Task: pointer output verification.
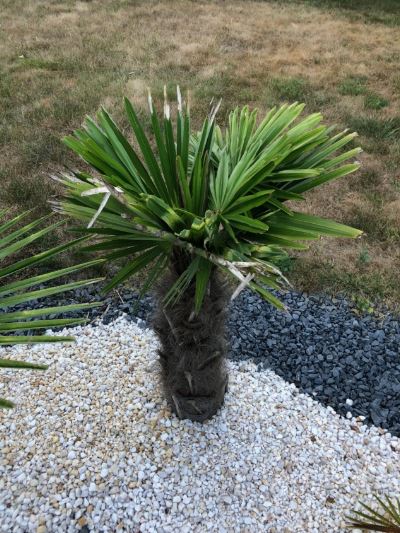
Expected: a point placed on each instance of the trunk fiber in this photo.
(193, 349)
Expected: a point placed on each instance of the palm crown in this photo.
(217, 198)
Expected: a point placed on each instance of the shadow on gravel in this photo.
(346, 361)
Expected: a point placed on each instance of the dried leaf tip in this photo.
(149, 100)
(166, 105)
(179, 98)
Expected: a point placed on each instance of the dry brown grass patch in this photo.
(78, 55)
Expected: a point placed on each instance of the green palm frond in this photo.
(17, 291)
(385, 517)
(217, 197)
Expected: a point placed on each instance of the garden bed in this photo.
(93, 445)
(345, 360)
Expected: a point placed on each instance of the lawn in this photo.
(60, 60)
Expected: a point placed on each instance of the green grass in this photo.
(375, 101)
(290, 89)
(70, 67)
(353, 86)
(365, 287)
(376, 128)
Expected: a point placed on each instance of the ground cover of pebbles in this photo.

────────

## WHAT YOU SHOULD DO:
Retype all the rows above word for word, keeping every line as it appears. Leave the picture out of your copy.

## SOLUTION TO THIS EXERCISE:
Task: pointer output verification.
Expected: a point placed on each instance of the trunk fiber in this photo.
(193, 349)
Expected: a point placed on each instance of the palm crown in this photo.
(217, 198)
Expected: a point placed on each instance of the shadow on gravel in this photo.
(346, 361)
Expected: a point placed on each instance of the dried leaf tip in this photo.
(149, 100)
(166, 105)
(179, 98)
Expected: a point placed on each instance of the dry brown grass patch in this photo.
(78, 55)
Expected: a point placed on each instance of the green palm frond in this photo.
(17, 291)
(385, 517)
(217, 197)
Expected: a point placed on each instance of the garden bed in this photo.
(93, 445)
(345, 360)
Expected: a point placed on each instance of the lawn in this photo.
(60, 60)
Expected: a point placed on each instance of the green grass in this photo.
(375, 101)
(290, 89)
(70, 67)
(353, 86)
(365, 287)
(376, 128)
Expected: a point placed on each instance of the ground cover of pebbles in this photo.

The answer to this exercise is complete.